═════ TEXTO FORNECIDO ═════

24. Em face do que fica dito, é patente que o Acórdão recorrido apreciou e decidiu de forma detalhada todas as questões que se impunham resolver, tendo em consideração todos os elementos de prova carreados para os autos. A decisão recorrida teve em consideração todos os aspectos jurídicos da causa, assim como apreciou de forma irrepreensível e de acordo com o seu prudente critério e arbítrio todos os documentos carreados para os autos, inexistindo qualquer nulidade, muito menos a invocada pela Apelante.
25. Tando mais que, a nulidade prevista na al. d) do nº 1 do art. 615º do C.P.C., ocorre quando o Tribunal “a quo” não tomou conhecimento de uma questão que deveria resolver, o que não sucede na situação sub judice, dado que o Acórdão sob censura apreciou e decidiu de forma justa e perfeita todas as questões que se impunham resolver.
26. Inexiste, por isso, qualquer fundamento legal para a revogação da Acórdão ora em crise, porquanto não ocorre qualquer causa que justifique a anulação daquele aresto.
27. Tendo em consideração a matéria dada como provada e a fundamentação da decisão recorrida, pode-se concluir que o Tribunal “a quo” bem andou, fazendo a correcta interpretação e enquadramento legal dos factos, mormente, dos artigos 106º e 109º do R.J.U.E. e do artigo 18º do R.G.E.U.
28. Em suma, é inegável que o Tribunal “a quo” decidiu como se impunha, inexistindo qualquer erro de apreciação ou de julgamento, nada havendo a censurar no Acórdão recorrido, pelo que deverá improceder o presente recurso.

O Ministério Público, notificado ao abrigo do disposto no artº 146º, nº 1, do CPTA, emitiu parecer nos termos que aqui se dão por reproduzidos, pronunciando-se no sentido de ser confirmada a sentença recorrida.

═════

__O QUE FAZER__.
1. Reproduza palavra por palavra o trecho do texto sobre o recurso que começa em "27. Tendo em" e segue até "18º do R.G.E.U.".
2. Dê seguimento ao texto sobre o recurso, a partir da última frase que aparece.
A listagem vem de outra fonte, diferente do texto sobre o recurso.

═════ DADOS FORNECIDOS ═════

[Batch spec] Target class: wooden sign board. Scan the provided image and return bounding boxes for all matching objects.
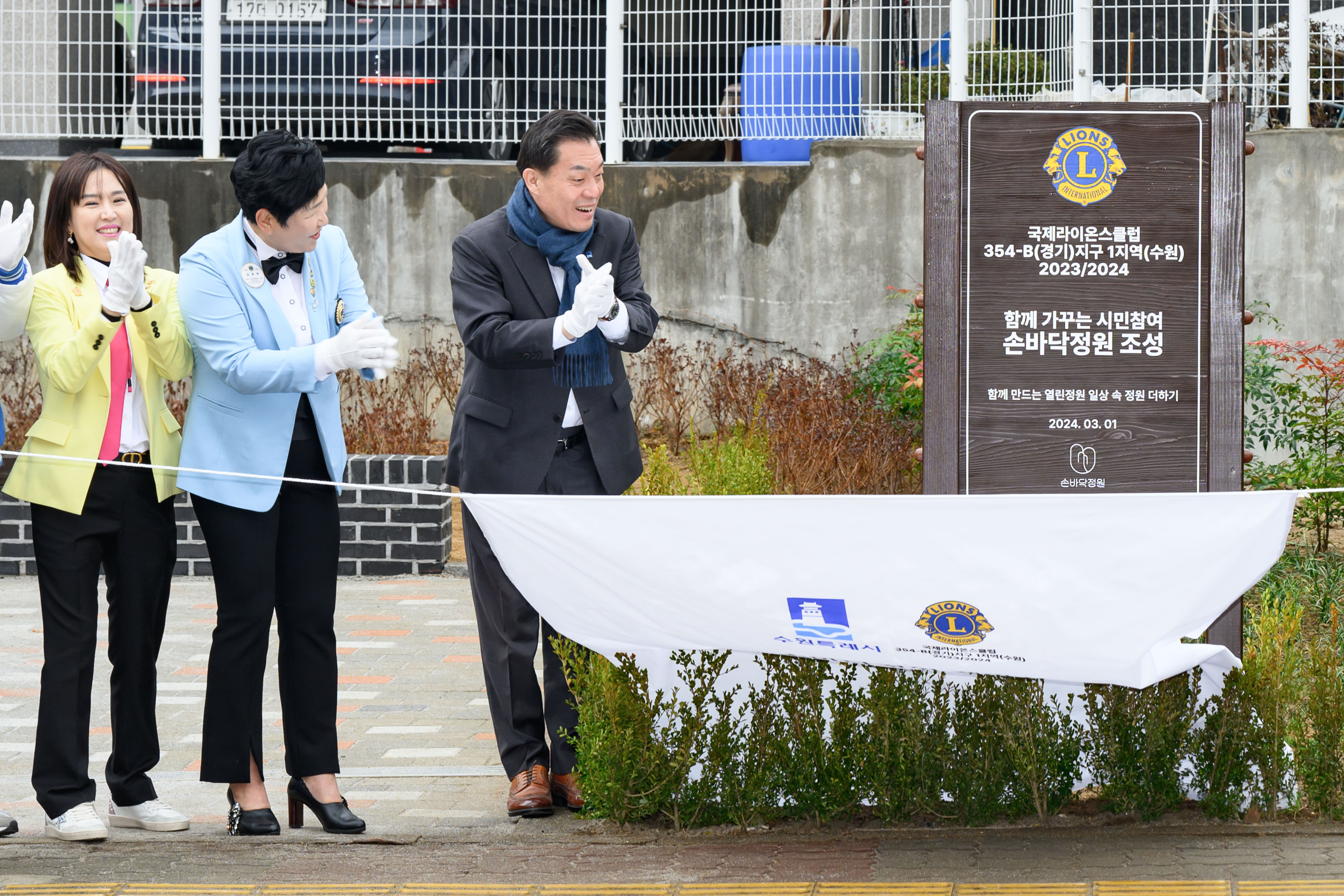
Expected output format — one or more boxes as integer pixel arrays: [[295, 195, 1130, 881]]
[[923, 101, 1245, 652]]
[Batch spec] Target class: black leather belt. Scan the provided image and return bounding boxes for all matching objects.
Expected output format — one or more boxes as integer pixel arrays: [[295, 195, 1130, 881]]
[[555, 430, 585, 454]]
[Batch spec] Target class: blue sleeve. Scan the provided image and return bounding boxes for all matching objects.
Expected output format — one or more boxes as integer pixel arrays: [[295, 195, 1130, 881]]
[[0, 258, 28, 286], [177, 255, 320, 395]]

═════

__RESPOSTAS__.
1.
27. Tendo em consideração a matéria dada como provada e a fundamentação da decisão recorrida, pode-se concluir que o Tribunal “a quo” bem andou, fazendo a correcta interpretação e enquadramento legal dos factos, mormente, dos artigos 106º e 109º do R.J.U.E. e do artigo 18º do R.G.E.U.

2.
As questões suscitadas e a decidir resumem-se em determinar:

— se ocorre erro de julgamento, quando se decidiu que não ocorrem os vícios invocados ao acto impugnado e não se encontram presentes pressupostos que fundamentem ocorrer responsabilidade civil extracontratual do Estado.

2– FUNDAMENTAÇÃO

2.1 – DE FACTO

Na decisão sob recurso ficou assente o seguinte quadro factual:

1) Por ofício de 23.01.2008 foi DMC notificado da intenção de se ordenar a cessação da utilização e da subsequente demolição do edifício situado na Rua CS, n.º r/c e 1º em Santa M..., nos termos constantes de fls. 5 e 6 do p.a.

2) DMC pronunciou-se nos termos constantes de fls. 23 a 28 do p.a..

3) Por despacho de 27 de fevereiro de 2008 do Vereador AGB foi ordenada a cessação da utilização indevida da edificação sita na Rua CS, n.º 534 r/c e 1º da freguesia de Santa M... por não ter a licença administrativa em cumprimento do disposto no n.º 1 do art.º 109º do DL 555/99, de 16 de dezembro, bem como, no prazo de 30 dias, a demolição total do edifício construído e reposição do terreno nas condições em que se encontrava antes da data da respetiva construção nos termos constantes de fls. 30 a 33 do p.a. que aqui se consideram reproduzidos.

4) Por despacho de 19 de março de 2008 do Vice-Presidente da Câmara Municipal de Vila Nova de Gaia foi determinada a suspensão de todas as iniciativas municipais para o local em causa, nomeadamente as respeitantes aos procedimentos administrativos de tutela da legalidade urbanística em curso, com vista a colaborar, coordenadamente, com o Ministério da Administração Interna na intervenção que lá venha a ser produzida (fls. 50 a 52 do p.a.).

5) Por despacho de 27 de outubro de 2010 da Vereadora Eng. MF foi determinada a posse administrativa do imóvel, com vista à sua demolição (fls. 59 a 61 do p.a.).

6) Em novembro de 2006, o Laboratório Nacional de Engenharia Civil (LNEC) elaborou o relatório de fls. 112 a 129 dos autos, cujo teor aqui se dá por integralmente reproduzido, sobre a “Reavaliação das Condições de Estabilidade da Escarpa da SP (Gaia) Após o Escorregamento de 24 de setembro de 2006”.

3 – DE DIREITO

Cumpre apreciar as questões suscitadas pela ora Recorrente, o que deverá ser efectuado dentro das balizas estabelecidas, para tal efeito, pela lei processual aplicável - ver artigos 5.º, 608.º, n.º2, 635.º, n.ºs 4 e 5, e 639.º do C.P.C., na redacção conferida pela Lei n.º 41/2013, ex vi art.º 1.º do C.P.T.A, e ainda conforme o disposto no artigo 149º do CPTA.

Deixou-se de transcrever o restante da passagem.